## TEXT SECTION
1. Introduction

Microwave frequency measurement technology has been widely used in underwater surveillance, radar early warning, electronic countermeasures, and wireless communication [1,2,3]. Usually, traditional electronics approaches for microwave frequency measurement show a low response sensitivity, a limited processing speed, high power consumption, a large size, and susceptibility to electromagnetic interference.

Recently, the emergence of low-loss optical fibers and improvements in fiber optic device performance have spurred extensive research and numerous proposals in microwave photonic frequency measurement technology. Frequency measurement systems based on microwave photonics benefit from low loss, a small size, a light weight, and resistance to electromagnetic interference.

## GIVEN EXERCISE
Condense the paragraph of the microwave frequency measurement introduction that begins "Microwave frequency measurement technology has been" into a bulleted list that keeps its main facts.

## EXCERPTED RECORDS

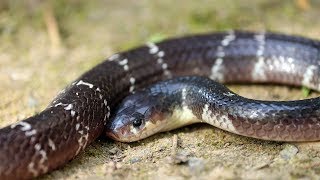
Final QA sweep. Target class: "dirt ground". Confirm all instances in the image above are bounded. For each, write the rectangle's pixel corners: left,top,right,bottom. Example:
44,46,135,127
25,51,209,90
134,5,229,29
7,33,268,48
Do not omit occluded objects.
0,0,320,179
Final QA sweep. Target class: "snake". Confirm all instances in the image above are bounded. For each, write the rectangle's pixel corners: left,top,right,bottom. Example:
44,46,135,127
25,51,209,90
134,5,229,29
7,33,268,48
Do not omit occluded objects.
0,31,320,179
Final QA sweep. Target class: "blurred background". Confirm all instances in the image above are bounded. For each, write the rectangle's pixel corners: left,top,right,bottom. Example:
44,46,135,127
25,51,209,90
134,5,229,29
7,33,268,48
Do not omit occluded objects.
0,0,320,179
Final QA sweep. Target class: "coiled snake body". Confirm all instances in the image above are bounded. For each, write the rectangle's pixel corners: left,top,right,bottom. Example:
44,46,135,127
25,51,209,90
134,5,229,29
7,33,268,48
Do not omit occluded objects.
0,31,320,179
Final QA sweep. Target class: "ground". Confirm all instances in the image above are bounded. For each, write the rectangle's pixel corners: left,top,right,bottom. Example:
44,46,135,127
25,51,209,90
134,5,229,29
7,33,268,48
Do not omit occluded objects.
0,0,320,179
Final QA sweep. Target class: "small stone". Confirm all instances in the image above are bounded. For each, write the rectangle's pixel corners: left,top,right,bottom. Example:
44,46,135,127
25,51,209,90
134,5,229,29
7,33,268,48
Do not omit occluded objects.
109,147,120,154
129,157,141,164
188,157,204,174
280,144,299,160
170,151,190,164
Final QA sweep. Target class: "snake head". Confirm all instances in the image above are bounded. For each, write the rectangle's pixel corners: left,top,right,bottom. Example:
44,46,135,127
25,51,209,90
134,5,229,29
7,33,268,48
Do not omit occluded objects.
106,91,169,142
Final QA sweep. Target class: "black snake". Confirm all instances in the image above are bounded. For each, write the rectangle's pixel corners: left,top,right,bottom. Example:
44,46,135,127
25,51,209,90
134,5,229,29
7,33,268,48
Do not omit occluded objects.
0,31,320,179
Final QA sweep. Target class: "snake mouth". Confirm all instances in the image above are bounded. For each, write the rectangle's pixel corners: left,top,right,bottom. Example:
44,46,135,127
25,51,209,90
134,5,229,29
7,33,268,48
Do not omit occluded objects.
106,131,120,141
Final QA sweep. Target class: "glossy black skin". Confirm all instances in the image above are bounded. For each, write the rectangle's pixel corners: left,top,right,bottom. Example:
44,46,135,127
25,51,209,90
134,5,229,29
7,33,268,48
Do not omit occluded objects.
107,76,320,142
0,32,320,179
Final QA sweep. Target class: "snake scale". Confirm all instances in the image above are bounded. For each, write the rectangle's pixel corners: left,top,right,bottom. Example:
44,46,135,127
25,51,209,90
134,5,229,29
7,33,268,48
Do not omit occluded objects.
0,31,320,179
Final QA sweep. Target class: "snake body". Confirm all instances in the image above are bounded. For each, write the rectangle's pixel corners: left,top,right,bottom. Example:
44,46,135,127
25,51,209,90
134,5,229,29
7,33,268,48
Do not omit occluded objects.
106,76,320,142
0,31,320,179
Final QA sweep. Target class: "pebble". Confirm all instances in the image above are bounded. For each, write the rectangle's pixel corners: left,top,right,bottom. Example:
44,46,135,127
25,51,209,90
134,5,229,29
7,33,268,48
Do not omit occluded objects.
129,157,141,164
280,144,299,160
188,157,204,174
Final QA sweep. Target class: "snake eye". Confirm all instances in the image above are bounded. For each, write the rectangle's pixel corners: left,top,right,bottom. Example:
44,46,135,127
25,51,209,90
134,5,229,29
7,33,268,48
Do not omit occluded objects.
132,118,142,128
132,113,144,128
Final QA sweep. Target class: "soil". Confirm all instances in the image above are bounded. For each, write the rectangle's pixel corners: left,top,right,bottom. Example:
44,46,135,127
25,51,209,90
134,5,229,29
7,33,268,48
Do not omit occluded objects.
0,0,320,179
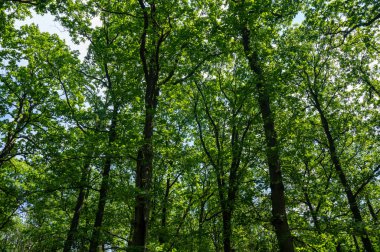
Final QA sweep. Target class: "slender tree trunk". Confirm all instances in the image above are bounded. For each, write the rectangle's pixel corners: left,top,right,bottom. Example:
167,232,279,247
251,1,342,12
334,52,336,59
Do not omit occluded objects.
309,89,374,252
89,105,118,252
303,189,321,234
222,207,232,252
365,196,379,223
128,0,167,251
158,178,170,244
242,27,294,252
63,158,91,252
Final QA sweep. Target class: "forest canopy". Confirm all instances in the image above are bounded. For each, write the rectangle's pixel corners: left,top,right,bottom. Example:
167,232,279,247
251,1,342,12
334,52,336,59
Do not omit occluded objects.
0,0,380,252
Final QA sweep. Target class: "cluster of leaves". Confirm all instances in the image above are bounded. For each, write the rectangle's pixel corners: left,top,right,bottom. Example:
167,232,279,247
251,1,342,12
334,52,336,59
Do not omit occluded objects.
0,0,380,251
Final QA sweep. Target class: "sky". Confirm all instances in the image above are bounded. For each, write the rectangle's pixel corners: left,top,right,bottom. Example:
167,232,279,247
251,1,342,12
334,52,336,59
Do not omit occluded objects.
16,12,101,60
16,12,305,60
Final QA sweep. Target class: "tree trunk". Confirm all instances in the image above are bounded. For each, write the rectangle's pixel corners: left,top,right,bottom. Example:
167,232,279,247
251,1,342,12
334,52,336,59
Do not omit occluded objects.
242,27,294,252
158,178,170,244
128,0,166,251
89,105,118,252
63,159,91,252
309,89,374,252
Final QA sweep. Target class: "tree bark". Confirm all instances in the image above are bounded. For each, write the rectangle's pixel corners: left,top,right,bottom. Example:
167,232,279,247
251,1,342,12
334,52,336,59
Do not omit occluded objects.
242,27,294,252
128,0,164,251
309,90,374,252
63,158,91,252
89,105,118,252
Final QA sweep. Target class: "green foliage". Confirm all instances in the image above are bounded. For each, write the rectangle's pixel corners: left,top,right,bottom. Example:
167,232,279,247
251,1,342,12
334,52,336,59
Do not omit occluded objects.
0,0,380,251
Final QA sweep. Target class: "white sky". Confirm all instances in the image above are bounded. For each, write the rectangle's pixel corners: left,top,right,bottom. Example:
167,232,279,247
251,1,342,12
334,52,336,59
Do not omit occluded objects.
16,12,101,60
16,12,305,60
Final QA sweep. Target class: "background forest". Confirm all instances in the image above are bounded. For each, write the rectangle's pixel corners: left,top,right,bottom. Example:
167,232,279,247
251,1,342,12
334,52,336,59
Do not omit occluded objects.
0,0,380,252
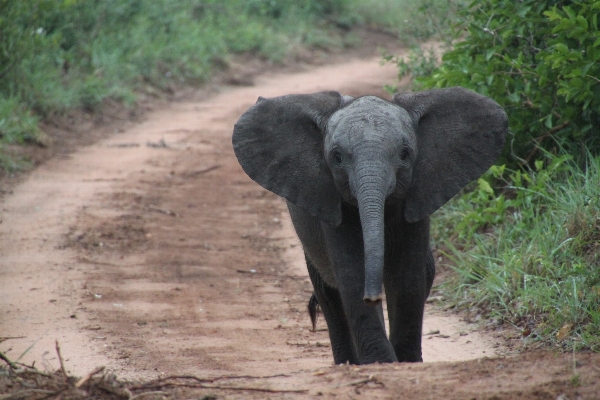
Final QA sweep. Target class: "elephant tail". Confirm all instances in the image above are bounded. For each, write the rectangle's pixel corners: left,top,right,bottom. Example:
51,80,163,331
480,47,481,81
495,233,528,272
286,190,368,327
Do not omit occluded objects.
307,293,319,332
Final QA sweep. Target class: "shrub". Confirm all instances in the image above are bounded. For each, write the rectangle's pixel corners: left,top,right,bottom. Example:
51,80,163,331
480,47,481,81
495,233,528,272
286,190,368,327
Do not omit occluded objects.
401,0,600,165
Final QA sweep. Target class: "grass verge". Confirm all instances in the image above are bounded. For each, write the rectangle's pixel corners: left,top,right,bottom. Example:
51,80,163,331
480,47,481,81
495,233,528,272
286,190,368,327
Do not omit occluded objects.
432,153,600,351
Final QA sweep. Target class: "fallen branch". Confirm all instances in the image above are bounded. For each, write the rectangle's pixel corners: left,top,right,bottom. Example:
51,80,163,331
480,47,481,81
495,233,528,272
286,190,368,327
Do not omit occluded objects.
0,389,58,400
129,391,169,400
129,374,290,390
186,164,221,176
200,385,308,393
0,351,17,369
0,336,25,343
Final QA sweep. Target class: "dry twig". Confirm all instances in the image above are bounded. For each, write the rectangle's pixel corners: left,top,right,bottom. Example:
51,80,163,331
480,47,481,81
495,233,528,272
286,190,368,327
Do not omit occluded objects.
0,351,17,369
55,340,69,382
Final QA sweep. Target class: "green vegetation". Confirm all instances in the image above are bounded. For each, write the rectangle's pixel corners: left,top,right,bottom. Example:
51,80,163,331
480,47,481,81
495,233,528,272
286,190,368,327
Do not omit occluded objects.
0,0,338,158
395,0,600,351
0,0,454,171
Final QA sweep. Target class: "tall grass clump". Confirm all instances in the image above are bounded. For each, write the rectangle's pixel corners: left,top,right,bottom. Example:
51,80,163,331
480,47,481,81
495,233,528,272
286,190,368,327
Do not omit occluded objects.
432,153,600,351
390,0,600,351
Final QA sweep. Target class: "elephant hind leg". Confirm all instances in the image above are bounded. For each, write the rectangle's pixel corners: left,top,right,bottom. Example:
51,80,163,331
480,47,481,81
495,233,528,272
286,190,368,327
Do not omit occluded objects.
307,292,319,332
425,247,435,298
306,257,358,364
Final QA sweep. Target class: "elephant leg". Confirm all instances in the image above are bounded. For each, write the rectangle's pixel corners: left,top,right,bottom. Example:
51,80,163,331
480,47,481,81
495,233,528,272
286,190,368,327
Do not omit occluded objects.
322,218,397,364
425,246,435,299
384,220,435,362
306,257,358,364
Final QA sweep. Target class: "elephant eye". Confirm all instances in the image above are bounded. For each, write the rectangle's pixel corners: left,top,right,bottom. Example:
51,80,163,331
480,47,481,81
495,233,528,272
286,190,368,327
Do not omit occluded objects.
331,150,344,165
400,147,410,161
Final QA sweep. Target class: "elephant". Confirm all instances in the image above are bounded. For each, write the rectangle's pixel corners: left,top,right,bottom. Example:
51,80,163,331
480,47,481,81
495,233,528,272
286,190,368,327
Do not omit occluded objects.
232,87,508,364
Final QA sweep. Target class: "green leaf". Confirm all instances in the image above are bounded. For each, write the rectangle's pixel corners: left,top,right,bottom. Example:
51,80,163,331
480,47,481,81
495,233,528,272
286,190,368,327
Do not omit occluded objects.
577,15,589,30
477,178,494,196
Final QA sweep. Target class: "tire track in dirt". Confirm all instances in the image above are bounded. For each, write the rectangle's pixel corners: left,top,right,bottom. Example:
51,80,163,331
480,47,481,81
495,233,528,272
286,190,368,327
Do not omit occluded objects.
0,50,502,379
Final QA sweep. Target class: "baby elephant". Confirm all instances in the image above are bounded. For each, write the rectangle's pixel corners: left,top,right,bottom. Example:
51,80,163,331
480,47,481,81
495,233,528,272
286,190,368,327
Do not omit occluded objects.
233,87,508,364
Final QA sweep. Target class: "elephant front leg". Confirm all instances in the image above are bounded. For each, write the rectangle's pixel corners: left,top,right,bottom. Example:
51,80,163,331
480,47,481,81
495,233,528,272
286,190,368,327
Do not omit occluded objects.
305,257,358,364
323,220,397,364
384,220,435,362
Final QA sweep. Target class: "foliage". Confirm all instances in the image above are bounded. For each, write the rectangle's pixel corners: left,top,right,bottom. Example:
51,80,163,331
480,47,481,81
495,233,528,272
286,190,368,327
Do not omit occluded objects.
0,0,346,153
338,0,466,44
400,0,600,166
433,153,600,351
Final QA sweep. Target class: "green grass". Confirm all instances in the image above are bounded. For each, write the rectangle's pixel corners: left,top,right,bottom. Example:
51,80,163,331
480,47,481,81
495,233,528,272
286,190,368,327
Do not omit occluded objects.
432,154,600,351
0,0,351,158
0,0,462,168
344,0,467,40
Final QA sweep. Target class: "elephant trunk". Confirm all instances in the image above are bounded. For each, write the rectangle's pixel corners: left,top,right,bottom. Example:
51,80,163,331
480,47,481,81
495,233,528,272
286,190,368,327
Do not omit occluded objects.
356,159,395,306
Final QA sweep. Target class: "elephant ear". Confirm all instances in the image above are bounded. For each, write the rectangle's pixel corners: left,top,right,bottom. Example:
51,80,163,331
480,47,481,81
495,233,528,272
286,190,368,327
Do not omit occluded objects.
232,92,349,226
394,87,508,222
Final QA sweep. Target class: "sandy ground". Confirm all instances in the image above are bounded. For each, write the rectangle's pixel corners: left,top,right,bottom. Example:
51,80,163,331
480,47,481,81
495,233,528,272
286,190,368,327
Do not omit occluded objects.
0,45,600,399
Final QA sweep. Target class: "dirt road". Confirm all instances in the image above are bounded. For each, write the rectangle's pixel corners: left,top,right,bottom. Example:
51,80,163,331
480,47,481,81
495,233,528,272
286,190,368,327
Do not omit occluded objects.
0,47,600,398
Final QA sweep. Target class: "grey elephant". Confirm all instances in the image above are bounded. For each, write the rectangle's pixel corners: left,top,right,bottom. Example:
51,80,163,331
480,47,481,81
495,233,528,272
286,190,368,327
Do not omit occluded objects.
232,87,508,364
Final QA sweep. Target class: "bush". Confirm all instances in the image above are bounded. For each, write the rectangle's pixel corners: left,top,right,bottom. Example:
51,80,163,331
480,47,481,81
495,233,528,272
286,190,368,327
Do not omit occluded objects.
432,153,600,351
400,0,600,166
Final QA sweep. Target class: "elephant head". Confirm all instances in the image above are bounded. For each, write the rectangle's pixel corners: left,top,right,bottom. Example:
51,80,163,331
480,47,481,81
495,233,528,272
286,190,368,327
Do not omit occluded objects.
233,87,508,304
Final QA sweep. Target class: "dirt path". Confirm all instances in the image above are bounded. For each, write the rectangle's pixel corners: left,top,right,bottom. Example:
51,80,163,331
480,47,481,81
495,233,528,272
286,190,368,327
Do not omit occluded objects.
0,49,594,398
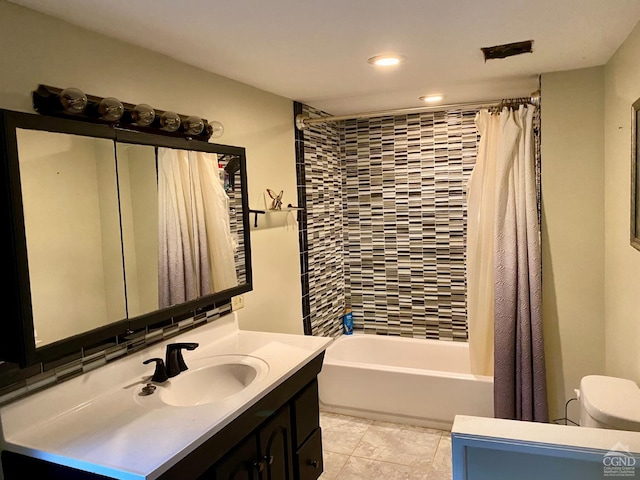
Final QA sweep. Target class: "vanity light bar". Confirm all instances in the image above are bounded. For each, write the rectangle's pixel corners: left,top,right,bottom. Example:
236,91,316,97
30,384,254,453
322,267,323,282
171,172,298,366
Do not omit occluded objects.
32,85,219,142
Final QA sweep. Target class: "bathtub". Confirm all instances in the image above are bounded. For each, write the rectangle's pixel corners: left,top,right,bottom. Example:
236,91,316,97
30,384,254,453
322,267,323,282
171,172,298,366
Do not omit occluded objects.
318,333,493,430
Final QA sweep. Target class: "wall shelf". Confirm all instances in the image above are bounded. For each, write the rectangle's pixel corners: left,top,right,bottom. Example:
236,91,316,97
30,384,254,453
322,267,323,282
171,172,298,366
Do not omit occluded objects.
249,204,304,228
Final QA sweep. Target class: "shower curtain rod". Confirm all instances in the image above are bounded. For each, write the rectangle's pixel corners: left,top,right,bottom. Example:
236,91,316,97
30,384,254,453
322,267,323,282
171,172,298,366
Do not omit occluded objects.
296,90,540,130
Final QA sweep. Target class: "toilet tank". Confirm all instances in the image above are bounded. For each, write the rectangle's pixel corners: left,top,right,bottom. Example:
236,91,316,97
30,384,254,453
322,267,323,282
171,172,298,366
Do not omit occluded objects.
579,375,640,431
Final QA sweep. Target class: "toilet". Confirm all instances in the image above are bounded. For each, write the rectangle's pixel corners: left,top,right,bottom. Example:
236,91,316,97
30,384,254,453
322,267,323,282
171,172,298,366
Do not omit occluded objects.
578,375,640,432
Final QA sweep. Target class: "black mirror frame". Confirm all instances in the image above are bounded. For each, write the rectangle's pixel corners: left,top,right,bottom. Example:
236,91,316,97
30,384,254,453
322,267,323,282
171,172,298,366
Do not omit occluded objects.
0,110,253,367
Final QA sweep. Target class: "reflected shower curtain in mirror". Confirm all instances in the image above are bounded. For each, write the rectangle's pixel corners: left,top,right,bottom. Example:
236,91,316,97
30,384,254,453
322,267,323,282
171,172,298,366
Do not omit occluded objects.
468,105,549,422
158,148,237,307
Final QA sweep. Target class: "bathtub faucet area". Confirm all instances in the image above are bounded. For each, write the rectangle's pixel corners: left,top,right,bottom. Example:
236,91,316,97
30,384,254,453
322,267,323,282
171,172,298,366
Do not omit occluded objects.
318,333,493,430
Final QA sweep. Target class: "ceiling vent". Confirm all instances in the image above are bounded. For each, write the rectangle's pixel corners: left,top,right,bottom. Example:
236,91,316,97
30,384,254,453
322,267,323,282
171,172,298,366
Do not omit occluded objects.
480,40,533,62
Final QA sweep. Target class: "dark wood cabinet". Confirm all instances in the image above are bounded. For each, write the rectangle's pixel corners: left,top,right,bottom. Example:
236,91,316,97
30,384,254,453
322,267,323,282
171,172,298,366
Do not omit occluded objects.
2,352,324,480
214,405,294,480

## RESULT BELOW
- Microwave frequency measurement is widely used in underwater surveillance, radar early warning, electronic countermeasures, and wireless communication.
- Traditional electronic approaches usually have low response sensitivity, limited processing speed, high power consumption, and large size.
- They are also susceptible to electromagnetic interference.